In the book review, what pseudonyms does Griffiths give the four women whose accounts she chose?

#### Source passage

While she returns to it intermittently, Griffiths doesn’t dwell for long on her own experience. Casting her net on social media for personal stories, she received “hundreds of responses” and settled on “four tangled accounts of power, lust and learning” to which she felt “an immediate, unshakeable pull.” Partly to preserve their anonymity, she assigns these women pseudonyms — Blaine, Elsie, Cara and Rose — and fictionalises elements of their accounts.

Creative non-fiction also allows Griffiths to imbue each of these women and their stories with the kind of interiority, character and specificity more often found in novels than in conventional reportage. This approach helps to centre the women’s own accounts of their lives, and in parts is reminiscent of American writer Lisa Taddeo’s bestselling Three Women (2019). Elsewhere, the narration can clash with the entwined saga of Griffiths writing the book and wrestling with the subject matter.

Of the four women, Rose leaps most vividly off the page — perhaps because, as Griffiths writes, they recognise elements of themselves in each other. Both “wriggled” their way into higher education “out of a small, plodding town on the outskirts of Melbourne.” And each of them sought in their own way to orchestrate the “undoing” of an ex-boyfriend.

In Rose’s case, the ex is Samuel, her “teacher-turned-lover,” a “hardly-as-bad sort of man,” with whom she had a four-year relationship marked by the usual milestones. Rose was the first student Samuel pursued, but certainly not the last. While they were still together, albeit in diminished form, an anonymous complaint was made about his “inappropriate behaviour with female students,” and later Rose filed her own report of a “historical act of sexual misconduct.” The portrait of Rose — seething with anger, but also somehow reborn — is Griffiths at her best.

Blaine, Elsie and Cara take longer to come into proper view, though each of their stories offers new angles and insights. Blaine is now an academic herself, and one of her colleagues is the teacher with whom she had a clandestine affair when she was a PhD student. Back then, Greg “minced her thesis to bits.” Years later, she’s “immediately repulsed” when she receives an “out-of-the-blue” message from him to thank her for introducing him to her own student, Jenna.

While Elsie was in a relationship with her forty-something tutor Harrison during her twenties, “the two had discussed the concept of grooming at length” and “while wrapped in each other’s bodies, decided that this wasn’t that.” Two years later, she’s not so sure. Cara, meanwhile, “the kind of woman men slump at the feet of,” never had sex with her teacher Ivan. But she is still compelled to share her story, not just about “cartoonishly dorky” Ivan, with whom she spent chaste nights in his candle-lit apartment, but also about other men she wasn’t supposed to be drawn to, who took advantage of her attraction to them.

These are important and fascinating stories, deepened by the passing of time. But Griffiths, despite what are clearly very good intentions, sometimes gets in their way. Aside from the four women, she talks to a wider range of people — others with experiences to share, academics, her boyfriend, casual acquaintances — but these conversations can be as distracting as they are enlightening. She makes an especially powerful detour into what good teaching entails, but other lines of inquiry are left dangling or could have more effectively been brought together.

########
#### Entries shown

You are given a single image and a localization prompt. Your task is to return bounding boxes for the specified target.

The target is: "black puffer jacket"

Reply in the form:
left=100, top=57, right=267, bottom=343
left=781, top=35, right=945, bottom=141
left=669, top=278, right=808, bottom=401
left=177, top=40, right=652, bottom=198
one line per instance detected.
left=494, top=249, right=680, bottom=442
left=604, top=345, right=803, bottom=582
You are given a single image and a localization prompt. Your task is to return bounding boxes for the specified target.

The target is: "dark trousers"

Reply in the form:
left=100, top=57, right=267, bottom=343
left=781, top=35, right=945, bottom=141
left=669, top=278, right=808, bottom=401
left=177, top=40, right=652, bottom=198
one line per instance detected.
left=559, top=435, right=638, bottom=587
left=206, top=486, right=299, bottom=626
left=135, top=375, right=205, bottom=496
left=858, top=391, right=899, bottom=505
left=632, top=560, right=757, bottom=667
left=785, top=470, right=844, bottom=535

########
#### Entries shown

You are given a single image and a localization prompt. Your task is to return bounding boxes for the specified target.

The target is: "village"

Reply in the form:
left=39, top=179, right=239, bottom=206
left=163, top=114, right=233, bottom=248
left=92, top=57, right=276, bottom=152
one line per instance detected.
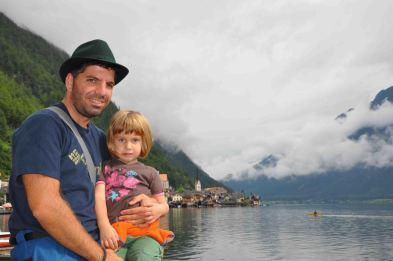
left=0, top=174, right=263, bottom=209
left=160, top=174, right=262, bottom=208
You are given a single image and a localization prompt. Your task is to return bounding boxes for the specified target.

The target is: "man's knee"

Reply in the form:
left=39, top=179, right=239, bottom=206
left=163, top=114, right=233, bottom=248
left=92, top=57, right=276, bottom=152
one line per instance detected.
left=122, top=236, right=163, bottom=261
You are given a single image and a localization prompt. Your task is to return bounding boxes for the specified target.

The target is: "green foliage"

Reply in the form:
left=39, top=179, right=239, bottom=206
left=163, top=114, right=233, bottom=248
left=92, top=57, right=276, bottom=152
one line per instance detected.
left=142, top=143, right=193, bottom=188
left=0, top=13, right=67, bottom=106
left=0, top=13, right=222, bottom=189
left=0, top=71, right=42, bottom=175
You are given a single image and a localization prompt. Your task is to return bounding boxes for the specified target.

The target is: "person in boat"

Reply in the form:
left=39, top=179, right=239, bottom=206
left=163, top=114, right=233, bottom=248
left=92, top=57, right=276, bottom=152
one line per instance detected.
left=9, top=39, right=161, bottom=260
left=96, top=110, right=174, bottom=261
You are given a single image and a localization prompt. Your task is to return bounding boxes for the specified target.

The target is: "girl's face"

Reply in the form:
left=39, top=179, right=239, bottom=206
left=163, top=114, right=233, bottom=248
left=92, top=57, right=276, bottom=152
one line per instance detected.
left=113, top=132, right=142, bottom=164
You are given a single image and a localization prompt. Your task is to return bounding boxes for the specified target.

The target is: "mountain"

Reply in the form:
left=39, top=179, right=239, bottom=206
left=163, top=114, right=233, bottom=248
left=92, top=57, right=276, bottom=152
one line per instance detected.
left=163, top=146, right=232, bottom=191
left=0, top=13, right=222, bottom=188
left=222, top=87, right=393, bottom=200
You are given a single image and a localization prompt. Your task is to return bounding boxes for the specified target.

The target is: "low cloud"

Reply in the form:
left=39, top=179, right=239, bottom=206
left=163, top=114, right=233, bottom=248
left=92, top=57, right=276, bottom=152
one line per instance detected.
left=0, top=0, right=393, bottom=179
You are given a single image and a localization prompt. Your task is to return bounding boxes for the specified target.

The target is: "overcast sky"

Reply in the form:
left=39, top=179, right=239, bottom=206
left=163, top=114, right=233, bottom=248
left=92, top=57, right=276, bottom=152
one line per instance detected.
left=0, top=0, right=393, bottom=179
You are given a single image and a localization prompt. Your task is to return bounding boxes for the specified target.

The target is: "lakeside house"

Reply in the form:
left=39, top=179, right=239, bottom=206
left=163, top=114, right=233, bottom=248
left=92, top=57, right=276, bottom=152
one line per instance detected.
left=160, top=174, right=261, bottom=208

########

## Task response:
Blaine, Elsie, Cara and Rose.